EXERCISE –
Reproduce every line of the records below, requests included, and increase each x and y coordinate in the answer points by 147.

________________

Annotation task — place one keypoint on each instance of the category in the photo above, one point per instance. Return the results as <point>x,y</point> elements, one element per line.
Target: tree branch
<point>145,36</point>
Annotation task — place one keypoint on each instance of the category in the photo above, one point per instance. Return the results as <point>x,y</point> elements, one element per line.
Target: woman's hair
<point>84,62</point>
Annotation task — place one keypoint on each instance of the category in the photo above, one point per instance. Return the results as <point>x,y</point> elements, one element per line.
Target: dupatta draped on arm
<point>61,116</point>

________________

OUTPUT OF THE EXERCISE –
Annotation task — place one keypoint on each instance of the category in the photo above, one point per instance. Return the results as <point>x,y</point> elements, one element per line.
Target: tree branch
<point>292,183</point>
Annotation task — place one keypoint on each instance of the category in the photo above, one point per instance. Return the results as <point>x,y</point> elements, one element per line.
Target: woman's hair
<point>231,209</point>
Annotation task — place one keypoint on each instance of the category in the photo above, one point per instance. Return the results as <point>x,y</point> elements, one element per line.
Target: dupatta draped on arm
<point>208,263</point>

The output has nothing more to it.